**文書の抜粋:**
◇ ◇ ◇

洗い物を減らすこともできるので、このビーカー、計量カップとしてはもちろん、コップとしても大変におすすめです。

値段も安く、計量カップはこれ一択ではないでしょうか。

おまけ:ティーバッグをぶら下げた光景から連想したこと

ところで、ティーバッグをビーカーの縁にぶら下げてみて思い出したのは、ある小説のワンシーンで、思い出したというより、最近読んだそのシーンがあまりに印象的だったため、霊妙なる無意識の作用によりティーバッグをビーカーにぶら下げて紅茶を作ることを思いついたのかもしれません。

その小説は、ルシア・ベルリンというアメリカ人女性作家の短編集『掃除婦のための手引き書』の中にある一編「ドクター H. A. モイニハン」です。

未読の方の楽しみを奪うのを避けるために、どういうシーンであるかは書きません。

お話としては、偏屈な爺さんの歯科医が、自分の歯を抜くのを孫娘に手伝わせ、抜いた後で自分が作った傑作入れ歯を入れてご満悦、というわずか10ページほどの短い話です。

しかしそこに出てくる地獄絵図なのにめちゃくちゃ笑えると同時に、神秘的でさえあるその情景描写は、多分今まで読んだ小説の中でも極上の部類に入るものでした。

他の作品も全てめちゃくちゃ良いです。ヴァラエティに富むその内容が実人生に基づくというのもすごい。緊急事態で街に出れない昨今、こちらの本もオススメしておきます。2019年にようやく邦訳が出たもので、日本では結構話題になったらしいですが、これは本当に良かった。

◇ ◇ ◇

**短い問題 A:**
文書の抜粋について、次の記述(i)〜(iii)がそれぞれ本文と一致するかを「はい」か「いいえ」で答え、判断の根拠となる本文の語句を正確に引用してください。(i) 「ドクター H. A. モイニハン」は10ページほどの短い話である。(ii) 筆者は印象に残ったシーンの内容を具体的に説明している。(iii) この短編集の邦訳は2019年に出た。
この抜粋とエントリは互いに関係がありません。

**記録データ:**

◇ ◇ ◇

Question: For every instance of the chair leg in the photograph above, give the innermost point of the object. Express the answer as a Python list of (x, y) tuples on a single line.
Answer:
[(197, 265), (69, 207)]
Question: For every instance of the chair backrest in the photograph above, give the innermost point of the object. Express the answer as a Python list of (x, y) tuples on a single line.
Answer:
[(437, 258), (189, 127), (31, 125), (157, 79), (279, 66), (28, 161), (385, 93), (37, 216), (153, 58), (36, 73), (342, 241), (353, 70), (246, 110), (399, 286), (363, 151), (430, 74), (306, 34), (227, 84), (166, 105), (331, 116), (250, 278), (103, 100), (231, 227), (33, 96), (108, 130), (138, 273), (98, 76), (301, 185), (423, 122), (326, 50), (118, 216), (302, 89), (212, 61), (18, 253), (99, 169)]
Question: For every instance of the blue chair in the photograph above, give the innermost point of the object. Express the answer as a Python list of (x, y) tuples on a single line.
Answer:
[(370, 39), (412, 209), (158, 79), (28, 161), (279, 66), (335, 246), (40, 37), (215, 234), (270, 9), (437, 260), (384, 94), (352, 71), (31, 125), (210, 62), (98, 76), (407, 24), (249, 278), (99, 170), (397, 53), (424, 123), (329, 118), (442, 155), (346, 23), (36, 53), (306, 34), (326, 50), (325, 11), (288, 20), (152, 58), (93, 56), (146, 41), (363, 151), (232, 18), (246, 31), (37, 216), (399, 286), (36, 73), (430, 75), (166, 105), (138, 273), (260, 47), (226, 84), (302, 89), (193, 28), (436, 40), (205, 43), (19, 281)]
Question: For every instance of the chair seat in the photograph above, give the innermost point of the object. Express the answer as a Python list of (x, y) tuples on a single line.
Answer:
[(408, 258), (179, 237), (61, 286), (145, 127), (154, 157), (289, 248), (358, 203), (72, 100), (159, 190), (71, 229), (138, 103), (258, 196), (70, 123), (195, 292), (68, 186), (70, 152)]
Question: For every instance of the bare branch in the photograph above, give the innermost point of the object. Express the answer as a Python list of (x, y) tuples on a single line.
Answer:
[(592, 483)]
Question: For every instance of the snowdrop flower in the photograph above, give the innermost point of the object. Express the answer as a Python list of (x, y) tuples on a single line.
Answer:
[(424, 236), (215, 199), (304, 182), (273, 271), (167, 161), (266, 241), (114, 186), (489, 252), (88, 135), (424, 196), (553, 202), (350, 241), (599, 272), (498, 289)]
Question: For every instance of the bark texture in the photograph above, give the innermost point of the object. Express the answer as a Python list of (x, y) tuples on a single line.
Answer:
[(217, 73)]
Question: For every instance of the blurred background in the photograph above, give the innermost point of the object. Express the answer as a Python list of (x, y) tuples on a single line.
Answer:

◇ ◇ ◇

**短い問題 B:**
エントリの冒頭から「43), (19, 281)]」を含む行までを、質問文も含めてすべて書き直してください。その際、回答にある座標の数値すべてに18を加えて位置を移動させてください。

**完全な解答 A:**
(i) はい。「わずか10ページほどの短い話です」
(ii) いいえ。「どういうシーンであるかは書きません」
(iii) はい。「2019年にようやく邦訳が出たもの」

**完全な解答 B:**
Question: For every instance of the chair leg in the photograph above, give the innermost point of the object. Express the answer as a Python list of (x, y) tuples on a single line.
Answer:
[(215, 283), (87, 225)]
Question: For every instance of the chair backrest in the photograph above, give the innermost point of the object. Express the answer as a Python list of (x, y) tuples on a single line.
Answer:
[(455, 276), (207, 145), (49, 143), (175, 97), (297, 84), (46, 179), (403, 111), (55, 234), (171, 76), (54, 91), (360, 259), (371, 88), (264, 128), (417, 304), (381, 169), (448, 92), (324, 52), (245, 102), (184, 123), (349, 134), (268, 296), (121, 118), (249, 245), (51, 114), (126, 148), (156, 291), (116, 94), (319, 203), (441, 140), (344, 68), (136, 234), (320, 107), (230, 79), (36, 271), (117, 187)]
Question: For every instance of the blue chair in the photograph above, give the innermost point of the object. Express the answer as a Python list of (x, y) tuples on a single line.
Answer:
[(388, 57), (430, 227), (176, 97), (46, 179), (297, 84), (353, 264), (58, 55), (233, 252), (288, 27), (455, 278), (402, 112), (370, 89), (49, 143), (228, 80), (116, 94), (425, 42), (267, 296), (117, 188), (415, 71), (442, 141), (347, 136), (460, 173), (364, 41), (54, 71), (324, 52), (344, 68), (343, 29), (306, 38), (170, 76), (111, 74), (164, 59), (381, 169), (250, 36), (264, 49), (55, 234), (417, 304), (54, 91), (448, 93), (184, 123), (156, 291), (278, 65), (244, 102), (320, 107), (211, 46), (454, 58), (223, 61), (37, 299)]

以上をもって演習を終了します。